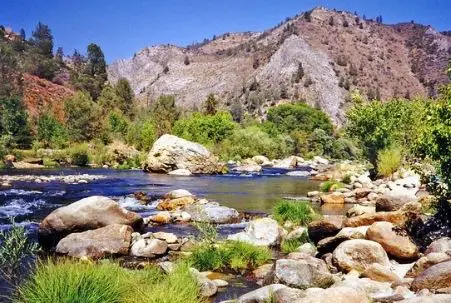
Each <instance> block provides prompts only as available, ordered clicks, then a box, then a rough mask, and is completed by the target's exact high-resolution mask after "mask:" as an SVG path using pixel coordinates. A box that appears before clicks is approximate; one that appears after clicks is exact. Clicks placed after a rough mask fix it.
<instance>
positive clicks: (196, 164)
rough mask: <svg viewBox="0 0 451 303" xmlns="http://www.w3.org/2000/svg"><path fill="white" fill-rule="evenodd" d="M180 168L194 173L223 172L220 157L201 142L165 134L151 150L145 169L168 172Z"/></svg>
mask: <svg viewBox="0 0 451 303" xmlns="http://www.w3.org/2000/svg"><path fill="white" fill-rule="evenodd" d="M178 169H184V170H188V171H190V172H191V173H193V174H214V173H219V172H221V167H220V165H219V164H218V159H217V158H216V157H215V156H214V155H213V154H211V153H210V152H209V151H208V149H206V148H205V147H204V146H202V145H201V144H198V143H194V142H191V141H187V140H185V139H182V138H179V137H176V136H173V135H163V136H161V137H160V138H159V139H158V140H157V141H155V143H154V145H153V147H152V149H151V150H150V152H149V155H148V156H147V160H146V162H145V164H144V170H145V171H148V172H156V173H168V172H171V171H173V170H178Z"/></svg>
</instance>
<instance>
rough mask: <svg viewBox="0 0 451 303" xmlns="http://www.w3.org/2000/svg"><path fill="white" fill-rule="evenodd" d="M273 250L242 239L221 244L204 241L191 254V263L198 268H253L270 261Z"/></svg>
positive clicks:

▸ Exercise description
Take each line of the material above that holds the string "clicks" and copy it.

▸ Solution for this exercise
Each <instance> block provides prompts only as available, ordered clicks, then a box, then a rough mask, and is completed by the target's exact high-resolution mask after "mask:" as an SVG path using pixel coordinates. A box that appears before clicks is approximate; one that appears after clicks is exact. Clicks placed after a rough mask fix it.
positive clicks: (196, 164)
positive clicks:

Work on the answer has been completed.